## ABOUT THIS EXERCISE
Starting from the line in which "# point at: spider's" appears, output every line down to the last line of the data below, exactly and without anything more.
□ □ □ □
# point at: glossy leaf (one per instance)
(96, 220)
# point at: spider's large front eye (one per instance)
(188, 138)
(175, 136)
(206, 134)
□ □ □ □
## FINAL ANSWER
# point at: spider's large front eye (one per instance)
(188, 138)
(175, 136)
(206, 134)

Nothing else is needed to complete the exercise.